EXERCISE REQUIREMENTS —
Rewrite the listing, beginning at the line that contains "Expected behaviour: for every instance of the shadow" and continuing through the end of the listing. Shift every coordinate in the answers by -38 and keep all other lines unchanged.

Records from a collection —
*****

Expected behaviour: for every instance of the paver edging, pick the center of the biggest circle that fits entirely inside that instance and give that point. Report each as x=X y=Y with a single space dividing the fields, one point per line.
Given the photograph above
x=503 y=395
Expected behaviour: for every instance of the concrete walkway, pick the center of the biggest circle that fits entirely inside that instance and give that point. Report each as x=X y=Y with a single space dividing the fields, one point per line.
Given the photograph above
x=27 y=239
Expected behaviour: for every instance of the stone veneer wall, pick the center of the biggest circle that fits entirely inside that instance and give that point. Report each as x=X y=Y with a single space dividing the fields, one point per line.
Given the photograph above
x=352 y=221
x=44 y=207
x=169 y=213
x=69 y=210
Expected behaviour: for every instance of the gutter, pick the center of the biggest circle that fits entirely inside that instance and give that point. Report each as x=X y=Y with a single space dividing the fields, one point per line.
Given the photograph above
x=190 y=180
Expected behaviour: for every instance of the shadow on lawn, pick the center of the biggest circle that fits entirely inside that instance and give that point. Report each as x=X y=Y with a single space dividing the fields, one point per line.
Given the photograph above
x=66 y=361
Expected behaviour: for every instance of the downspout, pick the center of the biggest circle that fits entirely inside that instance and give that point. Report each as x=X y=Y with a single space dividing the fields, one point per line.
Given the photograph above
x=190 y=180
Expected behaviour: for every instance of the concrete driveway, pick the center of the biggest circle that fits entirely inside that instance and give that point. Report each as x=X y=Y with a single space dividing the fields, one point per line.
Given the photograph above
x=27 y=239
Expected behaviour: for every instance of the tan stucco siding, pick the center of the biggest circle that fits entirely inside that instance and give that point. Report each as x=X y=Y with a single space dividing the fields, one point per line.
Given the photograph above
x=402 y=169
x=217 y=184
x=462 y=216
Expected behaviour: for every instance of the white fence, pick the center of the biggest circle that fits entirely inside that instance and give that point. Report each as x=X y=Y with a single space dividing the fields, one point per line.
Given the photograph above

*****

TASK RESULT —
Expected behaviour: for every instance of the shadow on lawn, pick the center of the biggest circle that fits entirely inside that instance and give that point. Report each as x=X y=Y with a single space dividing the fields, one point per line.
Given the photograph above
x=28 y=323
Expected behaviour: for every instance of the downspout, pick the center of the biggest circle that fits entirely inside that instance and give that point. Report each as x=X y=Y with a single space dividing the fields, one point per line.
Given the photograph above
x=152 y=142
Expected behaviour: for every instance of the concrete driveway, pick the center of the biggest circle that fits entirely inside that instance and give that point. Report each as x=X y=Y with a single space dividing the fields, one point per line.
Given the photograph above
x=-11 y=201
Expected behaviour: for every instance of the tan stucco siding, pick the center of the biggest circle that fits entirely inside that instance and give that point. Report each as x=X y=Y with a single space dividing the fields, one point per line.
Given the photograph above
x=364 y=131
x=179 y=146
x=424 y=178
Expected behaviour: for every instance of the white fence, pick the center of the biggest circle that fits entirely inside that instance and give that point. Report each as x=X y=Y with a single space dividing the fields, one point per line.
Given the photograph above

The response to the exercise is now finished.